13 F.3d 1175


13 F.3d 1175

Hsi Sheng (Michael) LIU, Petitioner,
v.
UNITED STATES DEPARTMENT OF JUSTICE, Immigration and
Naturalization Service, Respondents.

No. 93-1513.

United States Court of Appeals,
Eighth Circuit.

Submitted Nov. 9, 1993.
Decided Jan. 6, 1994.

Stanley A. Krieger, Omaha, NE, argued, for petitioner.

C. William Lengacher, Dept. of Justice, Washington, DC, argued, for respondents.

1

Before BEAM and LAY, Circuit Judges, and BOGUE,* Senior District Judge.

2

BOGUE, Senior District Judge.

3

Hsi Sheng Liu (petitioner) seeks review of the Board of Immigration Appeals’ affirmance of an immigration judge’s denial of his application for suspension of deportation. In support of his appeal, petitioner argues that the immigration judge’s decision to deny his request was flawed because the judge 1) misunderstood petitioner’s financial situation; 2) failed to consider hardship to petitioner’s minor son (a United States citizen) caused by separation should he be left behind; and 3) refused to allow petitioner to present all of his proffered witnesses. We affirm the decision to deny suspension of deportation, and reinstate the immigration judge’s grant of six months for petitioner to voluntarily depart the country.

BACKGROUND

4

Petitioner is a citizen of Taiwan, who entered the United States in 1982 on a student visa. He overstayed his visa after he stopped attending school, moved to Omaha, Nebraska, and started an Oriental restaurant. The business has been successful, and petitioner has purchased a home and made other investments.

5

Petitioner and his wife–who is also a deportable alien–have two sons, one a citizen of Taiwan and the other (Andy) a citizen of the United States by virtue of his birth in this country.

6

In late 1988, petitioner was charged with harboring illegal aliens, in violation of 8 U.S.C. Sec. 1324(a)(1)(C). The charges (to which he pleaded guilty in early 1989) brought to the attention of Immigration and Naturalization Service (INS) the fact that he had overstayed his visa. INS initiated deportation proceedings against petitioner. He conceded deportability, but applied for suspension of deportation under 8 U.S.C. Sec. 1254(a). Alternatively, he sought voluntary departure, pursuant to 8 U.S.C. Sec. 1254(e). After a hearing in August 1989, the immigration judge (IJ) concluded that petitioner was deportable and denied his petition for suspension of deportation, based on his conclusion that the petitioner had not demonstrated “extreme hardship.” The IJ did, however, grant petitioner’s request for voluntary departure based on his implicit finding that petitioner had demonstrated good moral character. Petitioner appealed the IJ’s denial of his request for suspension of deportation, and in February 1993 the Board of Immigration Appeals (BIA) affirmed.

**Set task 1:** According to the opinion, in what year did the petitioner enter the United States, and on what kind of visa?
**Set task 2:** Do these statements agree with the opinion? (a) The petitioner's wife is a United States citizen. (b) The Board of Immigration Appeals affirmed in February 1993. (c) The immigration judge denied the petitioner's request for voluntary departure.
The listing plays no part in the work here.

**Provided information:**

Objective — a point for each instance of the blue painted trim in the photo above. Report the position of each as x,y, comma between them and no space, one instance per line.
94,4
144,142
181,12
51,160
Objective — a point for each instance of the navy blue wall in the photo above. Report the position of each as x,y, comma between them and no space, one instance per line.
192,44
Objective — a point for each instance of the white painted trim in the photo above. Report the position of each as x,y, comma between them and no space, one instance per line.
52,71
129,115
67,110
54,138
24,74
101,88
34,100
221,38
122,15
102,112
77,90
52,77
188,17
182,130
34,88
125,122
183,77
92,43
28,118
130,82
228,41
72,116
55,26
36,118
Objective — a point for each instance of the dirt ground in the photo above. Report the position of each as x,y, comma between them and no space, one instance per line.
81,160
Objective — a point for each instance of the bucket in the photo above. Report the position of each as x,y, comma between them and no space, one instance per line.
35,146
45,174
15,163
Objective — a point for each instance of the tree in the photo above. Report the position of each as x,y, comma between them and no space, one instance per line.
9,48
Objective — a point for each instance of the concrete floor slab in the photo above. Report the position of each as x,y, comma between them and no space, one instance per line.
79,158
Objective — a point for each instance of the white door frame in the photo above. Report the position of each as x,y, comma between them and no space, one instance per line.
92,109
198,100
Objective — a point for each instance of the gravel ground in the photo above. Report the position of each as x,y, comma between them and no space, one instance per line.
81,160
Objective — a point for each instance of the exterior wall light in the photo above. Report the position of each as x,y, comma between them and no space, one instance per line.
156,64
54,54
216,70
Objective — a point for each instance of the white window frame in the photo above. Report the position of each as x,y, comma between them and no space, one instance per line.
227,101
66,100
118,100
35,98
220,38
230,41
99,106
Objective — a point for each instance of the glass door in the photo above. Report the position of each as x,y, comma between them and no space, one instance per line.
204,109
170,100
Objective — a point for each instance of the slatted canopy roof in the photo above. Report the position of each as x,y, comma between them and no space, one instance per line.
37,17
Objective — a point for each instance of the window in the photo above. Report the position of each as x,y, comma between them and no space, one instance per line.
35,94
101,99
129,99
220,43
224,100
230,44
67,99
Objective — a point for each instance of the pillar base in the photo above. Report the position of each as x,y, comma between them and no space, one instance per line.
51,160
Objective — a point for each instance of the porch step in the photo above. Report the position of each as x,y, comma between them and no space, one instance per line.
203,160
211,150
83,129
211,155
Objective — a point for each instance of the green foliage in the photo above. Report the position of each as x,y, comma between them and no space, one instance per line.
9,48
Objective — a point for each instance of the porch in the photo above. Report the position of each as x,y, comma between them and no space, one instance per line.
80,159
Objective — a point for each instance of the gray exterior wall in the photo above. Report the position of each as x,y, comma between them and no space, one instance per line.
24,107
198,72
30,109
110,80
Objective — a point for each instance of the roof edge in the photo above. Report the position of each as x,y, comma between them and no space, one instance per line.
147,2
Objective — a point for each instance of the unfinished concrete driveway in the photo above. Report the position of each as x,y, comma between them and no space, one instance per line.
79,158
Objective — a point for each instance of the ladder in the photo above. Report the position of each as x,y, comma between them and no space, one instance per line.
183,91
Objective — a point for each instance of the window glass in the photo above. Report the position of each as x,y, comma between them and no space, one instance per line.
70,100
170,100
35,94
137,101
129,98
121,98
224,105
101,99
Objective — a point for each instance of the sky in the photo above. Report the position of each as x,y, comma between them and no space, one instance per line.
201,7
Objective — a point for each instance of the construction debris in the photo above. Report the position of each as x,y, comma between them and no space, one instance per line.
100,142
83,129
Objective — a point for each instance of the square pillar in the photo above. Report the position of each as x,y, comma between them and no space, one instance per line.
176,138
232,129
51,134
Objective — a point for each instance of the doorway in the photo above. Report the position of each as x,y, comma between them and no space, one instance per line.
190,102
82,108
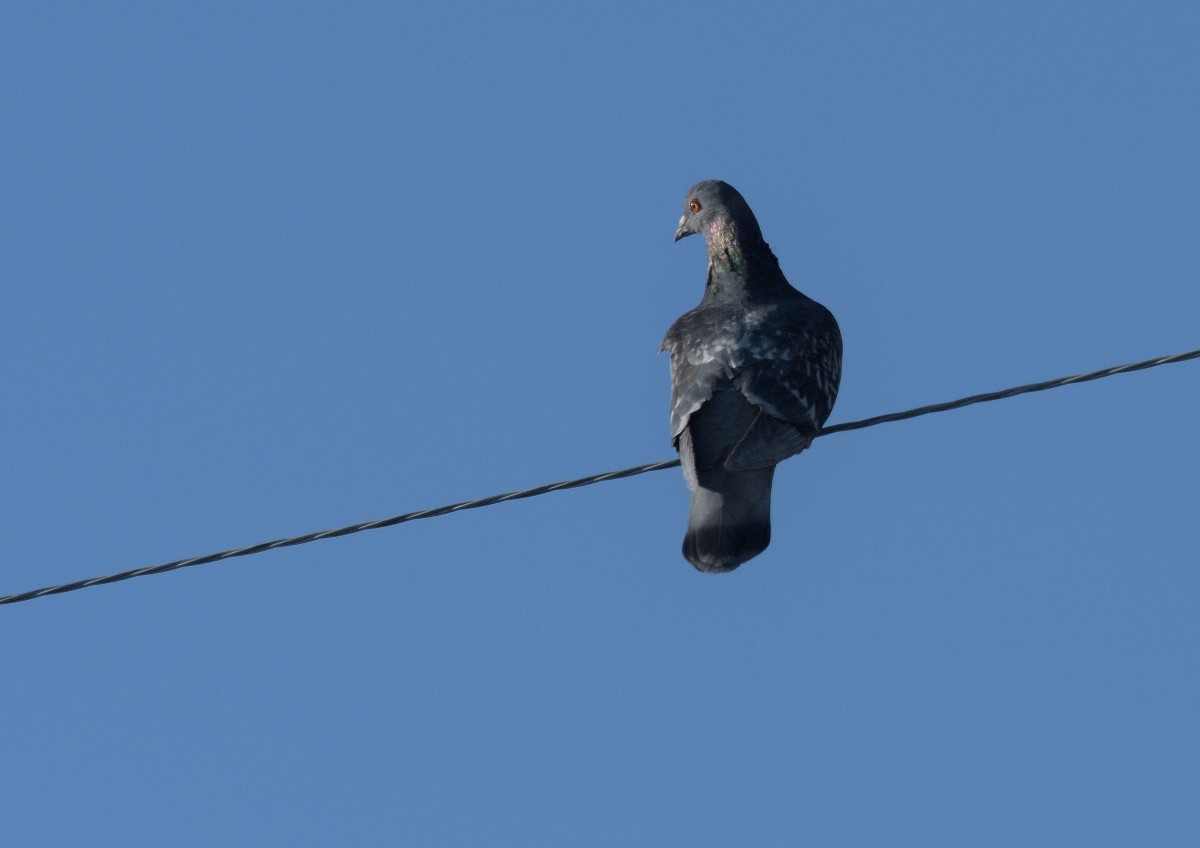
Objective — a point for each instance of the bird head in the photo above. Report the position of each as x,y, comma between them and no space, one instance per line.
712,204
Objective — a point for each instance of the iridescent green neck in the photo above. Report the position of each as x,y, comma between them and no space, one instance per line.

**Complete answer 1:** He entered in 1982 on a student visa.

**Complete answer 2:**
(a) No: "who is also a deportable alien"
(b) Yes: "in February 1993 the Board of Immigration Appeals (BIA) affirmed"
(c) No: "The IJ did, however, grant petitioner’s request for voluntary departure"